(begin)

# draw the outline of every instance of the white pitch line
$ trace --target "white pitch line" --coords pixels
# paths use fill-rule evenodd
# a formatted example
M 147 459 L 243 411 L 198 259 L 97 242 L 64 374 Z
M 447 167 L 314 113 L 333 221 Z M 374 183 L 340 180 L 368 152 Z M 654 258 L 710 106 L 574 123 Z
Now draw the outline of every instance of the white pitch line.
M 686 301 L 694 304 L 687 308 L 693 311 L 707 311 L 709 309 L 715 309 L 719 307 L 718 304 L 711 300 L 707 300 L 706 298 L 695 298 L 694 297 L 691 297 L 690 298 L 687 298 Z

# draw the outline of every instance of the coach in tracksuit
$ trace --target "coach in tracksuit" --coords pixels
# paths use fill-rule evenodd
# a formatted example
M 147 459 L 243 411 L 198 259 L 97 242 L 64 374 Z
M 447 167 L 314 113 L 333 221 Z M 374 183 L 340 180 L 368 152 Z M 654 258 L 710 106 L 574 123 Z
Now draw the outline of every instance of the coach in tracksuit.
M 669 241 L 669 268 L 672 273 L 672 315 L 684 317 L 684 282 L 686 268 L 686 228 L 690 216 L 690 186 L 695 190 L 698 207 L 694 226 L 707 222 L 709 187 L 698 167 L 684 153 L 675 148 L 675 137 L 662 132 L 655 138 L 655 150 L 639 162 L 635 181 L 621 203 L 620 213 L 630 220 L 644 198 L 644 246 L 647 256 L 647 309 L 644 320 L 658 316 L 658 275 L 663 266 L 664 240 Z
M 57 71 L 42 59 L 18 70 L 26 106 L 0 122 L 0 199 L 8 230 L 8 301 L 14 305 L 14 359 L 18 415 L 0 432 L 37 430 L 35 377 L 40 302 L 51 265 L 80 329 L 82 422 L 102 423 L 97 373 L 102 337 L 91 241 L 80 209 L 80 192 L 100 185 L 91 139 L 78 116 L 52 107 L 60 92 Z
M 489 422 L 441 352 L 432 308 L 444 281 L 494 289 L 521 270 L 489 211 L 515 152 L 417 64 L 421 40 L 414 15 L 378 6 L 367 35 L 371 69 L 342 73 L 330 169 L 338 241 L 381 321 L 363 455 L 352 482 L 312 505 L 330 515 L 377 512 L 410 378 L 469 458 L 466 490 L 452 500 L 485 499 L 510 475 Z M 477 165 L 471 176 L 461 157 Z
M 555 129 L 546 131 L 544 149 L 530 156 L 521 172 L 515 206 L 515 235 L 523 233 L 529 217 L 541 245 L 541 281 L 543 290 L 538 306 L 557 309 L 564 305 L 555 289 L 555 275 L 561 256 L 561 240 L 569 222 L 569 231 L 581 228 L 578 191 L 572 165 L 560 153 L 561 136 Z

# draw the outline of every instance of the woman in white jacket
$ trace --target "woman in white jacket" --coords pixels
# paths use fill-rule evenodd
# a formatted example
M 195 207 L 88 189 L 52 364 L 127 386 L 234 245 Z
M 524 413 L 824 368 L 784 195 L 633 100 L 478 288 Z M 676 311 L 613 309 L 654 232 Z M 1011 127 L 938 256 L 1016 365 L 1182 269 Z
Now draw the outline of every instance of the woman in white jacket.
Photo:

(end)

- _GIVEN TASK_: Retype all of the records above exactly as they appear, line for line.

- _RESULT FOR THIS TASK_:
# draw the outline of every instance of the white pitch line
$ trace --target "white pitch line" --coords pixels
# paths use fill-rule evenodd
# a formatted example
M 147 459 L 243 411 L 198 259 L 97 242 L 64 374 Z
M 447 167 L 314 113 L 333 221 Z M 374 183 L 340 180 L 368 152 Z M 654 258 L 710 106 L 574 123 Z
Now draw the outline of every instance of the white pitch line.
M 686 301 L 694 304 L 687 308 L 693 311 L 707 311 L 709 309 L 715 309 L 719 307 L 718 304 L 711 300 L 707 300 L 706 298 L 695 298 L 694 297 L 691 297 L 690 298 L 687 298 Z

# draw the outline of every instance of the coach in tracksuit
$ trace --target "coach in tracksuit" --coords pixels
# paths use fill-rule evenodd
# a formatted example
M 147 459 L 243 411 L 198 259 L 97 242 L 64 374 Z
M 447 167 L 314 113 L 333 221 Z M 374 183 L 340 180 L 368 152 Z M 654 258 L 710 106 L 574 123 Z
Now draw the outline of every instance of the coach in tracksuit.
M 669 241 L 669 268 L 672 273 L 672 315 L 684 317 L 684 282 L 686 268 L 686 228 L 690 216 L 690 186 L 695 190 L 698 207 L 694 226 L 707 222 L 709 187 L 698 167 L 684 153 L 675 148 L 675 137 L 662 132 L 655 138 L 655 150 L 639 162 L 635 181 L 621 203 L 620 213 L 630 220 L 644 198 L 644 246 L 647 256 L 647 309 L 644 320 L 658 316 L 658 275 L 663 266 L 664 240 Z
M 57 71 L 42 59 L 18 70 L 26 106 L 0 122 L 0 199 L 8 230 L 8 301 L 14 305 L 14 359 L 18 415 L 0 432 L 37 430 L 35 377 L 40 302 L 51 265 L 80 329 L 82 422 L 102 423 L 97 373 L 102 337 L 91 241 L 80 209 L 80 192 L 100 185 L 91 139 L 78 116 L 52 107 L 60 92 Z
M 489 422 L 441 352 L 432 308 L 444 281 L 494 289 L 521 270 L 489 211 L 515 152 L 417 64 L 421 40 L 414 15 L 378 6 L 367 35 L 371 69 L 342 73 L 330 169 L 338 241 L 381 321 L 363 455 L 352 482 L 312 505 L 330 515 L 377 512 L 410 378 L 469 458 L 466 490 L 452 500 L 485 499 L 510 475 Z M 477 165 L 471 176 L 461 157 Z
M 555 129 L 546 131 L 544 149 L 530 156 L 521 172 L 515 206 L 515 235 L 523 233 L 529 217 L 541 245 L 541 281 L 543 290 L 538 306 L 557 309 L 564 305 L 555 289 L 555 275 L 561 256 L 561 240 L 569 222 L 569 231 L 581 228 L 578 191 L 572 165 L 560 153 L 561 136 Z

# draw the outline of every instance of the woman in white jacket
$ trace --target "woman in white jacket" --coords pixels
# paths use fill-rule evenodd
# a formatted example
M 195 207 L 88 189 L 52 364 L 127 386 L 234 245 Z
M 524 413 L 824 368 L 784 195 L 633 100 L 478 288 Z M 676 311 L 613 309 L 654 232 Z M 1011 127 L 938 256 L 1016 365 L 1182 269 Z
Now draw the outline of every instance of the woman in white jacket.
Photo:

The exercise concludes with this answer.